▶ _WHAT YOU ARE ASKED TO DO_: Render every line of the items below as a Markdown table with two columns, Row and Line, numbering the rows in order and leaving out any blank lines.

**** ENTRIES ****

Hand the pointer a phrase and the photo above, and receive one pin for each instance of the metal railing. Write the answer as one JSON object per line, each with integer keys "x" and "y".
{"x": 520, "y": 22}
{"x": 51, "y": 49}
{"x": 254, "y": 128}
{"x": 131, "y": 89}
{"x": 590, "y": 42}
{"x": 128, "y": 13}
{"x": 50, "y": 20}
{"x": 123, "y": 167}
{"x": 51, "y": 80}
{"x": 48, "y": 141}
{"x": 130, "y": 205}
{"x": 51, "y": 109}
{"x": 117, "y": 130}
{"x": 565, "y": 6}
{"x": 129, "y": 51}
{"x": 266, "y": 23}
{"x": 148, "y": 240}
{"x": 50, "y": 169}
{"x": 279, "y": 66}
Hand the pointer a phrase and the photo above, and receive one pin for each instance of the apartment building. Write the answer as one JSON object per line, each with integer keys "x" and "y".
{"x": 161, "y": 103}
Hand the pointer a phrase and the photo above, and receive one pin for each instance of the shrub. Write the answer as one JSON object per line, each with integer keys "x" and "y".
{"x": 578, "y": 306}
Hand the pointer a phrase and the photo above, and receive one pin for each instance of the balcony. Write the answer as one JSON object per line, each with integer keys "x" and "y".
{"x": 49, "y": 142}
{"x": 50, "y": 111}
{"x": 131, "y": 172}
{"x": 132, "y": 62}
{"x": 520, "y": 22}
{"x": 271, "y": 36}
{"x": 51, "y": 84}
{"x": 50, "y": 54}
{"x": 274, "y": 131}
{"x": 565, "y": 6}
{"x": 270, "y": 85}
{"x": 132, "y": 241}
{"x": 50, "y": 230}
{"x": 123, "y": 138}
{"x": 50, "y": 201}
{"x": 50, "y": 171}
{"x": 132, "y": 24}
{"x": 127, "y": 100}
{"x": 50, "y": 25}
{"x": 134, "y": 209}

****

▶ _EXERCISE OUTPUT_:
| Row | Line |
|---|---|
| 1 | Hand the pointer a phrase and the photo above, and receive one pin for each instance of the metal railing. Write the answer as one JSON object per line, each with integer keys "x" and "y". |
| 2 | {"x": 520, "y": 22} |
| 3 | {"x": 51, "y": 49} |
| 4 | {"x": 254, "y": 128} |
| 5 | {"x": 131, "y": 89} |
| 6 | {"x": 590, "y": 42} |
| 7 | {"x": 128, "y": 13} |
| 8 | {"x": 50, "y": 20} |
| 9 | {"x": 123, "y": 167} |
| 10 | {"x": 51, "y": 80} |
| 11 | {"x": 48, "y": 141} |
| 12 | {"x": 130, "y": 205} |
| 13 | {"x": 51, "y": 109} |
| 14 | {"x": 117, "y": 130} |
| 15 | {"x": 565, "y": 6} |
| 16 | {"x": 129, "y": 51} |
| 17 | {"x": 266, "y": 23} |
| 18 | {"x": 148, "y": 240} |
| 19 | {"x": 50, "y": 169} |
| 20 | {"x": 279, "y": 66} |
| 21 | Hand the pointer a phrase and the photo above, and receive one pin for each instance of the apartment building. Write the answer as one JSON object per line, each with integer keys "x" and "y". |
| 22 | {"x": 161, "y": 103} |
| 23 | Hand the pointer a phrase and the photo above, and receive one pin for each instance of the shrub. Write the answer as one JSON object per line, each with integer keys "x" and "y". |
| 24 | {"x": 578, "y": 306} |
| 25 | Hand the pointer a phrase and the photo above, and receive one pin for each instance of the balcony. Write the answer as one JSON object per line, each with integer keys "x" and "y". |
| 26 | {"x": 49, "y": 142} |
| 27 | {"x": 50, "y": 111} |
| 28 | {"x": 131, "y": 172} |
| 29 | {"x": 132, "y": 62} |
| 30 | {"x": 520, "y": 22} |
| 31 | {"x": 271, "y": 36} |
| 32 | {"x": 51, "y": 84} |
| 33 | {"x": 50, "y": 54} |
| 34 | {"x": 274, "y": 131} |
| 35 | {"x": 565, "y": 6} |
| 36 | {"x": 270, "y": 85} |
| 37 | {"x": 132, "y": 241} |
| 38 | {"x": 50, "y": 230} |
| 39 | {"x": 123, "y": 138} |
| 40 | {"x": 50, "y": 201} |
| 41 | {"x": 50, "y": 171} |
| 42 | {"x": 132, "y": 24} |
| 43 | {"x": 127, "y": 100} |
| 44 | {"x": 50, "y": 25} |
| 45 | {"x": 134, "y": 209} |